_GOAL OF THE EXERCISE:_ Render the records, from the line containing "the car interior" through the end of the records, as a Markdown table with the columns No. and Text, giving each line a number and leaving out blank lines.

[Items listed in a dataset]
------

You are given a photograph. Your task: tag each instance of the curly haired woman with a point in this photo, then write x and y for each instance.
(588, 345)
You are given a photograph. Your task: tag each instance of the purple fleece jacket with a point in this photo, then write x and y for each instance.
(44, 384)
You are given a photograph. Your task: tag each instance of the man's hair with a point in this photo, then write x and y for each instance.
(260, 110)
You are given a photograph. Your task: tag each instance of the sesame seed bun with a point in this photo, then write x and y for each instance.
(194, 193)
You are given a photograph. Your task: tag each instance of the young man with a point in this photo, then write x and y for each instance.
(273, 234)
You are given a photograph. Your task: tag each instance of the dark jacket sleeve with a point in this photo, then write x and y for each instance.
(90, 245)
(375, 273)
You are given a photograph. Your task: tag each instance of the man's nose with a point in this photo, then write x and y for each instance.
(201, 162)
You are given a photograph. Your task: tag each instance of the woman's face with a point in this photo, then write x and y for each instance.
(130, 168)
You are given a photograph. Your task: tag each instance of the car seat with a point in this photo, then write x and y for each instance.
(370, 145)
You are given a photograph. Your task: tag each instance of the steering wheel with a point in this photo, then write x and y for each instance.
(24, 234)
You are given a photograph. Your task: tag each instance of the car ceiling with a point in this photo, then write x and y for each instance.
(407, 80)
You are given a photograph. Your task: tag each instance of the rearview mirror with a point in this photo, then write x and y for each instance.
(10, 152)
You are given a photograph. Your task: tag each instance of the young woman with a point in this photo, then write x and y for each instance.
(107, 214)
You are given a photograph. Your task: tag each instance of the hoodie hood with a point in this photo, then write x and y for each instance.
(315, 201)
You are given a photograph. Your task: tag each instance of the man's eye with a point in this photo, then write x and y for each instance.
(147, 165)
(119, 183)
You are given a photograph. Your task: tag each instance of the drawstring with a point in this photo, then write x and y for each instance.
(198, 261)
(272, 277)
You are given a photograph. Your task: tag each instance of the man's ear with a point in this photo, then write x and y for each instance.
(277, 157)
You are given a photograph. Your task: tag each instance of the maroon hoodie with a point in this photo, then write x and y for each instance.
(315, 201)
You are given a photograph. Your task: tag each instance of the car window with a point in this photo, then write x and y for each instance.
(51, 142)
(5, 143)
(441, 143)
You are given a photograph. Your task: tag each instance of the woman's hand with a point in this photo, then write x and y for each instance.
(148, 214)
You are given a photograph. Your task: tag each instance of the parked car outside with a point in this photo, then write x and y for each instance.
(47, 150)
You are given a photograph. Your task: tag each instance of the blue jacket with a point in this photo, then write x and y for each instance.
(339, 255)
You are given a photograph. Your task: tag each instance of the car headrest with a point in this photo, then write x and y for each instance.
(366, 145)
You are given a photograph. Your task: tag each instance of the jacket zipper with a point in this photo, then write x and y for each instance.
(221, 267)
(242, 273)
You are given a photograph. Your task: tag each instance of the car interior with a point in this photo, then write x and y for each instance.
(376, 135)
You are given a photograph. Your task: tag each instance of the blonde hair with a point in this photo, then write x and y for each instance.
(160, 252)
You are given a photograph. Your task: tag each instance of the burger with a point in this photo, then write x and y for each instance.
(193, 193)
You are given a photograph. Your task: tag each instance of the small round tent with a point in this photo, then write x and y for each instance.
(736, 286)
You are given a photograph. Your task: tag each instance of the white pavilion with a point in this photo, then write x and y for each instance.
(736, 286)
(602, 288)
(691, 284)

------

_THE SOLUTION:_
| No. | Text |
|---|---|
| 1 | You are given a photograph. Your task: tag each instance of the car interior with a point in this photo, then write x and y for each instance. |
| 2 | (376, 135) |
| 3 | You are given a photograph. Your task: tag each instance of the blonde hair with a point in this photo, then write x and y for each instance. |
| 4 | (160, 252) |
| 5 | You are given a photograph. Your task: tag each instance of the burger with a point in this photo, then write x and y for each instance. |
| 6 | (193, 193) |
| 7 | You are given a photograph. Your task: tag each instance of the small round tent with a point in this photo, then write x and y for each instance. |
| 8 | (736, 286) |
| 9 | You are given a photograph. Your task: tag each instance of the white pavilion with a point in this photo, then write x and y for each instance. |
| 10 | (736, 286) |
| 11 | (602, 288) |
| 12 | (691, 284) |